Compito A: Ricopia integralmente il testo sulla trasparenza delle retribuzioni.

━━ Testo fornito ━━

In particolare, le aziende saranno tenute a indicare l’entità degli stipendi già negli annunci di lavoro, mentre non potranno più chiedere ai candidati quanto guadagnavano precedentemente. Le imprese con almeno 100 dipendenti, inoltre, saranno  tenute a rendere pubbliche le differenze retributive superiori al 5%, a pena di obblighi correttivi e possibili sanzioni.

I lavoratori, oltre a non avere più il divieto di divulgare la propria retribuzione, potranno chiedere di sapere l’ammontare della retribuzione del collega o della collega che svolge le stesse mansioni; il datore di lavoro è obbligato a rispondere entro e non oltre due mesi, in modo preciso e completo.

La pubblicizzazione delle buste paga dovrebbe ridurre gradualmente le differenze retributive per genere, portando a un’equiparazione fra i due sessi. Ma soprattutto nei paesi mediterranei – Francia, Spagna, e Italia – le differenze retributive separano anche i lavoratori maschi fra di loro. Con la trasparenza infatti emergerebbe un sottobosco  di clausole, privilegi, attribuzioni di varia natura e discutibile giustificazione che moltiplicano le differenze anche fra chi svolge funzioni analoghe.

━━━

Compito B: Per favore, riscrivi solo la parte delle righe di dati che inizia con la riga contenente "Objective — one marker per instance of the hanging" e termina con l'ultima riga di dati, estremi compresi. Sostituisci "wood grain table" con "wooden table" e lascia tutto il resto invariato.

━━ Righe di dati ━━

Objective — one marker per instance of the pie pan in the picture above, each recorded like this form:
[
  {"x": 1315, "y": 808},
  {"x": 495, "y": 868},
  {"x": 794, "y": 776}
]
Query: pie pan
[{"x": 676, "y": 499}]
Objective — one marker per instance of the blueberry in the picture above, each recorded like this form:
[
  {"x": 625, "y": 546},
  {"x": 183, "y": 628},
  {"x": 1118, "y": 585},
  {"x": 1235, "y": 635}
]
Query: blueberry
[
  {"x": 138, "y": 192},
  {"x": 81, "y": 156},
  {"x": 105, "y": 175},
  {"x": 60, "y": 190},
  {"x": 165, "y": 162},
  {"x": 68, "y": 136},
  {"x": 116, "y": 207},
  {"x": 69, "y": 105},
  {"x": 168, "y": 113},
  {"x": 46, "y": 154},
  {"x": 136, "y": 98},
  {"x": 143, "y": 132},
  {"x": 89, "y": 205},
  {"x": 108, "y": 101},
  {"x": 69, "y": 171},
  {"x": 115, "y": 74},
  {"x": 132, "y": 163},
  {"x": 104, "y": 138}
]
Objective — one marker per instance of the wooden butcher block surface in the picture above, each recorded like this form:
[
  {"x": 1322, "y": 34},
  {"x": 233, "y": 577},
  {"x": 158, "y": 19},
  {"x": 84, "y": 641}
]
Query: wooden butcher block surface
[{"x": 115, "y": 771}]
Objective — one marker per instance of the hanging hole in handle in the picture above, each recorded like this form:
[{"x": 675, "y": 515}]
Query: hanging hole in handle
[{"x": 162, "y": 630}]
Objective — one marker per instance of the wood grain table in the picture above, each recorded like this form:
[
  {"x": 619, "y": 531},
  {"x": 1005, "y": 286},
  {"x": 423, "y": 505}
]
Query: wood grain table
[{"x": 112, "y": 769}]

━━━

Risultato completo A:
In particolare, le aziende saranno tenute a indicare l’entità degli stipendi già negli annunci di lavoro, mentre non potranno più chiedere ai candidati quanto guadagnavano precedentemente. Le imprese con almeno 100 dipendenti, inoltre, saranno  tenute a rendere pubbliche le differenze retributive superiori al 5%, a pena di obblighi correttivi e possibili sanzioni.

I lavoratori, oltre a non avere più il divieto di divulgare la propria retribuzione, potranno chiedere di sapere l’ammontare della retribuzione del collega o della collega che svolge le stesse mansioni; il datore di lavoro è obbligato a rispondere entro e non oltre due mesi, in modo preciso e completo.

La pubblicizzazione delle buste paga dovrebbe ridurre gradualmente le differenze retributive per genere, portando a un’equiparazione fra i due sessi. Ma soprattutto nei paesi mediterranei – Francia, Spagna, e Italia – le differenze retributive separano anche i lavoratori maschi fra di loro. Con la trasparenza infatti emergerebbe un sottobosco  di clausole, privilegi, attribuzioni di varia natura e discutibile giustificazione che moltiplicano le differenze anche fra chi svolge funzioni analoghe.

Risultato completo B:
Objective — one marker per instance of the hanging hole in handle in the picture above, each recorded like this form:
[{"x": 675, "y": 515}]
Query: hanging hole in handle
[{"x": 162, "y": 630}]
Objective — one marker per instance of the wooden table in the picture above, each recorded like this form:
[
  {"x": 619, "y": 531},
  {"x": 1005, "y": 286},
  {"x": 423, "y": 505}
]
Query: wooden table
[{"x": 112, "y": 769}]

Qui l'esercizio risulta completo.